Extract =
+ + + + + + +

Fox News' ad chief admits that advertisers are leaving. Here's what's going on.
Most national advertisers reject Fox News’ most prominent hosts -- and with good reason
Blog ››› ››› ANGELO CARUSONE
A new report published by Politico examines the rejection that Fox News’ most prominent programs are experiencing from advertisers.
Just how bad is it?
According to the article, Fox News host Laura Ingraham’s advertiser base has effectively evaporated. Most national “blue-chip” advertisers won’t advertise on her show. Her advertiser base, which had included 229 brands prior to April 2018, has shrunk down to 85, with many of those either being short-burst political advertisers or less desirable direct-response ads.
In late March 2018, Ingraham publicly ridiculed Parkland mass-shooting survivor David Hogg for not being accepted to a college he had applied to attend. Hogg and online activists responded by showing Ingraham’s history of attacks to her advertisers. Advertisers fled her program in droves, with many publicly announcing their decision and many more quietly removing their ads. Advertisers publicly exited her show a second time a few months later after Ingraham compared immigrant children detention centers to summer camps.
As Politico observes, Fox News responded to this diminished advertiser inventory by reducing the commercial time on Ingraham’s show by about one-third -- from around 15 minutes per show to a bit more than 10 minutes per show.
But this time statistic alone doesn’t capture the full scope of the damage, because it includes unpaid ads (like promos for Fox News programs).
If you look at paid ads alone, Ingraham’s show has about 50 percent less ads per show now than she did before advertisers started to flee. According to a Media Matters analysis, Ingraham averaged 31 paid ads per show prior to advertisers fleeing her show in late March and now averages 17 paid ads per show.
With most blue-chip advertisers refusing to run on Ingraham’s show, the companies filling the available slots are direct-response advertisers that “often look to buy leftover space at discounted rates and are less picky about where their ads appear,” Politico noted. Over time, this trend has the net effect of driving down the ad rates for a show. (The exact same thing happened with Glenn Beck’s Fox program, as I chronicled here in great detail.)
In dollars and cents, Kantar Media’s Jon Swallen tells Politico, Ingraham’s advertising revenue could be down a staggering 15-30 percent!

+ + + + + + +

Records =
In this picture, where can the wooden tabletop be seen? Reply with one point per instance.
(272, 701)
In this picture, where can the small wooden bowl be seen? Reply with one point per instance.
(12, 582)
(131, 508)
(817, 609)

+ + + + + + +

Required work =
(a) In the Fox News advertising post, how many paid ads per show did Ingraham average before advertisers fled and how many does she average now?
(b) Carry on the Fox News advertising post from its last sentence.

Set of answers =
(a) She averaged 31 paid ads per show before and now averages 17.

(b)
The advertiser problems aren’t limited to Ingraham’s show either. Dozens of companies have removed their ads from Sean Hannity’s program, and even more have told me that they block Hannity and other more extreme Fox News programs so their ads never appear in the first place.
Fox News’ head of ad sales, Marianne Gambelli, blamed Media Matters and activists for making advertisers uncomfortable with aligning with certain content.
Gambelli’s assessment is partially correct. Activists have been a potent force here. And, I admit, Media Matters has doggedly chronicled Fox News, and we have spent considerable time over the past year warning advertisers and media buyers about Fox News’ intensifying extremism and the risks of associating with it.
But Gambelli ignores the bigger cause of Fox News’ growing advertiser problem: the channel’s own talent.
Fox News’ most prominent shows -- the ones that are supposed to be most palatable for advertisers -- are also defined by bigotry, extremism, conspiracy theories, and outright volatility. From a business perspective, they’re a bad bet.
Additionally, those shows and the network as a whole often function as an extension of the White House’s communications operation. It’s one thing for a show to have an ideological or political perspective, but much of Fox News’ programming these days is more akin to a political propaganda operation. That puts advertisers in the position of not just aligning with an ideology, but actively participating in politics -- something just about every advertiser is loathe to do.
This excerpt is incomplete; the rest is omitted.